→ Data shown

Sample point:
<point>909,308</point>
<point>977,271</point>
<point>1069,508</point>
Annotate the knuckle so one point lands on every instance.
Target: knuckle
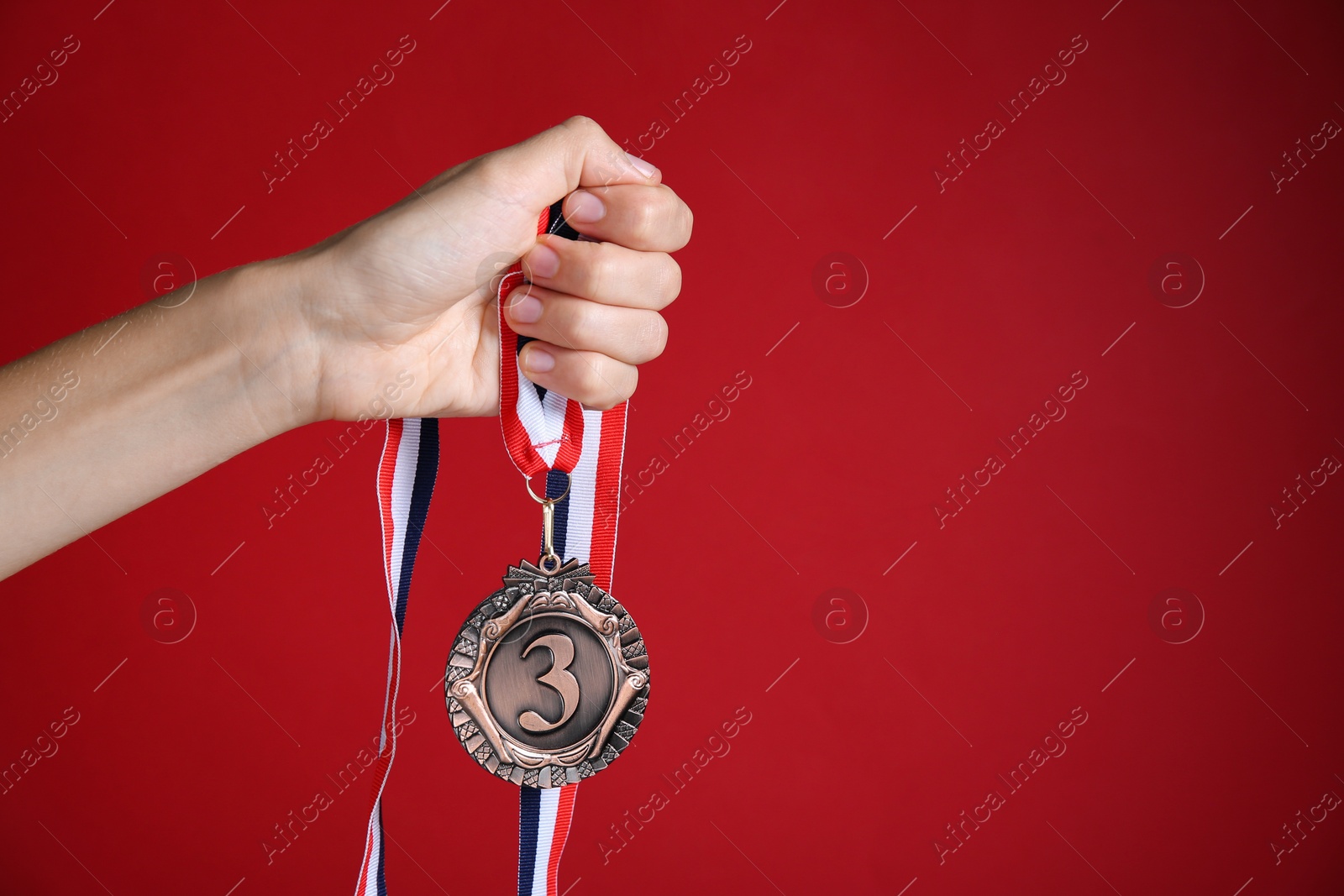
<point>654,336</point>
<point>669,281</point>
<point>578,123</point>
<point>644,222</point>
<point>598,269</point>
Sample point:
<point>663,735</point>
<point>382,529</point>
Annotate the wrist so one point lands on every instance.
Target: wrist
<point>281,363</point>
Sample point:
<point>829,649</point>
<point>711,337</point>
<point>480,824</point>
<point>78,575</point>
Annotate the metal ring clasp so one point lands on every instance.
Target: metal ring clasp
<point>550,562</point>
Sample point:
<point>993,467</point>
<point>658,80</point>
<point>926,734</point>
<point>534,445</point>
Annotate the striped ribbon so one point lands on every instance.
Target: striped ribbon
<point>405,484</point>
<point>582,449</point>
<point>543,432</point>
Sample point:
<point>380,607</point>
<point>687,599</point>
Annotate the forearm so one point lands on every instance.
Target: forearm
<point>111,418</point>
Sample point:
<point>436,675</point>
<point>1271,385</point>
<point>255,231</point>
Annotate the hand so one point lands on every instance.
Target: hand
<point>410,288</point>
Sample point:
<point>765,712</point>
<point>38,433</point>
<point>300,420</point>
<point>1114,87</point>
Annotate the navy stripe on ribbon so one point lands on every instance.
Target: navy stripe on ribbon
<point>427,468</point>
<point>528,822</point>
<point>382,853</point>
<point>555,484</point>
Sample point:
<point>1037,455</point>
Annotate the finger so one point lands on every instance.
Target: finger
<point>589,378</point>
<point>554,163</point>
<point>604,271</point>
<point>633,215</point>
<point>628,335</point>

→ Task brief
Rewrite all the entries above, changing every "Annotate" to "Mark" and keeping the rest the same. Omit the pictures.

→ Correct response
Sample point:
<point>909,308</point>
<point>977,271</point>
<point>1069,508</point>
Mark the knuckle so one point lands on every instance.
Target: knuckle
<point>654,336</point>
<point>669,281</point>
<point>578,123</point>
<point>644,222</point>
<point>598,269</point>
Sample point:
<point>663,735</point>
<point>382,529</point>
Mark the wrist so one point lands on every instance.
Target: wrist
<point>281,363</point>
Sample point:
<point>829,649</point>
<point>711,337</point>
<point>480,824</point>
<point>78,575</point>
Mark the metal ring clasp so one point lands on every instance.
Target: metal ring clasp
<point>550,562</point>
Sample point:
<point>993,467</point>
<point>658,80</point>
<point>926,734</point>
<point>534,445</point>
Mark the striped ribbon so one point lands on every instance.
Target: striped ribbon
<point>405,484</point>
<point>582,449</point>
<point>543,432</point>
Sample point:
<point>380,607</point>
<point>687,599</point>
Mark the forearm so one point lands on every instance.
Target: forearm
<point>111,418</point>
Sample point:
<point>436,675</point>
<point>1271,385</point>
<point>255,231</point>
Mark the hand so one point lands on every instance.
Target: hand
<point>410,288</point>
Sample point:
<point>765,712</point>
<point>38,433</point>
<point>300,420</point>
<point>1114,87</point>
Mark the navy stripe on ribbon so one point lands on every instance.
Target: navy stripe on ribbon
<point>427,468</point>
<point>528,822</point>
<point>382,853</point>
<point>555,484</point>
Sample point:
<point>1037,455</point>
Mark the finger so one point lands on every instance.
Target: finger
<point>589,378</point>
<point>554,163</point>
<point>604,271</point>
<point>633,215</point>
<point>628,335</point>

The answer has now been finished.